Reproduce all of the rows below word for word, keeping every line in its original order.

A block of data:
◆ ◆ ◆ ◆ ◆ ◆ ◆

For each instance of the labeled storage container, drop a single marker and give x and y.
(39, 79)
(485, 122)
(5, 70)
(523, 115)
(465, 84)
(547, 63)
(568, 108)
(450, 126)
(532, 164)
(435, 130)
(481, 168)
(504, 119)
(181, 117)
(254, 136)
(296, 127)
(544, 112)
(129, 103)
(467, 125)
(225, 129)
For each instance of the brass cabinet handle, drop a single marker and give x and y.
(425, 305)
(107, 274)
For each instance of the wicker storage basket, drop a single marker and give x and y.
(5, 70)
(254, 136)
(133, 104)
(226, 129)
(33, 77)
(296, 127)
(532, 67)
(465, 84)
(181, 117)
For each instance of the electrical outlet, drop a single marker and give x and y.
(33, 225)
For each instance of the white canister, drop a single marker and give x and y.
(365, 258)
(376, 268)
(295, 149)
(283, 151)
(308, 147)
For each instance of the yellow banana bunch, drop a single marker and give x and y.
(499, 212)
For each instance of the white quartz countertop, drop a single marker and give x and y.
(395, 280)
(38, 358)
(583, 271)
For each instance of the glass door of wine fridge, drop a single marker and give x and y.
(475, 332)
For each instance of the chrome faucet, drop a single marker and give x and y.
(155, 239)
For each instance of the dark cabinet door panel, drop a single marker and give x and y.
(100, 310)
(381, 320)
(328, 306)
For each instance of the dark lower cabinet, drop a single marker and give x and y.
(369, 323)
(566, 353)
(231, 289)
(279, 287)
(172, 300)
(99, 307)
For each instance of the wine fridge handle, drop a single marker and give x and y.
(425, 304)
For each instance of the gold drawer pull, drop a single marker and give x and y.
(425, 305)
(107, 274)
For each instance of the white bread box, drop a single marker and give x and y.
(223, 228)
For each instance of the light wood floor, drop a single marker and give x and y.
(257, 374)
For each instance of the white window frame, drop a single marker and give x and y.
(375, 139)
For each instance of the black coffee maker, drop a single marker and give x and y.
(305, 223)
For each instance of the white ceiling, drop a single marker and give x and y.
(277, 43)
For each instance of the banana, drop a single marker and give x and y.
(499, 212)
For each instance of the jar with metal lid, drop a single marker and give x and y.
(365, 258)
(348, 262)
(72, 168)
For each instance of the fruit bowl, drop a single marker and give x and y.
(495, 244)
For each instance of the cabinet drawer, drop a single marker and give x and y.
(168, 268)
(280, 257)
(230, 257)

◆ ◆ ◆ ◆ ◆ ◆ ◆

EXERCISE OUTPUT
For each instance of the labeled storage container, drop a single marker and give x and y.
(39, 79)
(485, 122)
(5, 70)
(523, 115)
(465, 84)
(547, 63)
(568, 108)
(450, 126)
(532, 164)
(435, 130)
(481, 168)
(504, 119)
(181, 117)
(254, 136)
(296, 127)
(544, 112)
(129, 103)
(467, 125)
(225, 129)
For each instance of the brass cabinet handle, drop a single marker and give x and y.
(425, 305)
(107, 274)
For each instance of the wicker storage basket, drop a single marker and give x and y.
(5, 70)
(254, 136)
(133, 104)
(226, 129)
(33, 77)
(296, 127)
(532, 67)
(465, 84)
(181, 117)
For each instance of the electrical outlet, drop a single marker and give x and y.
(33, 225)
For each instance of the white canister, drop a single marker and give x and y.
(365, 258)
(376, 268)
(295, 149)
(283, 151)
(308, 147)
For each instance of the yellow banana bunch, drop a single marker and give x and y.
(499, 212)
For each instance of the white quartz countertop, drop a single marker and give x and y.
(395, 280)
(38, 358)
(583, 271)
For each instance of the glass door of wine fridge, drop a single marker and give x and y.
(475, 332)
For each instance of the chrome faucet, drop a single marker and give x and y.
(155, 239)
For each instance of the dark cabinet door panel, drop a single marker and give x and y.
(100, 310)
(381, 320)
(328, 306)
For each instance of the dark lower cabinet, drop a single marker and give x and y.
(369, 323)
(566, 353)
(231, 289)
(279, 287)
(172, 300)
(99, 307)
For each instance of the wine fridge handle, drop a single marker and give x and y.
(425, 304)
For each instance of the gold drawer pull, drop a single marker and give x and y.
(425, 305)
(107, 274)
For each instance of the white bread box, drop a single marker and give x and y.
(223, 228)
For each instance of the light wood floor, drop a single marker and give x and y.
(257, 374)
For each instance of the white window frame, drop a single marker and give x and y.
(375, 139)
For each instance of the black coffee maker, drop a single marker and give x and y.
(305, 223)
For each instance of the white ceiling, drop a single marker and give x and y.
(277, 43)
For each instance of the banana, drop a single marker and give x and y.
(499, 212)
For each instance of the jar with metal lid, drop a single marker and give x and y.
(365, 258)
(348, 262)
(72, 168)
For each instance of the fruit bowl, drop a single marker and give x and y.
(495, 244)
For each instance of the cabinet drawer, drop a single marker and give x and y.
(168, 268)
(280, 257)
(230, 257)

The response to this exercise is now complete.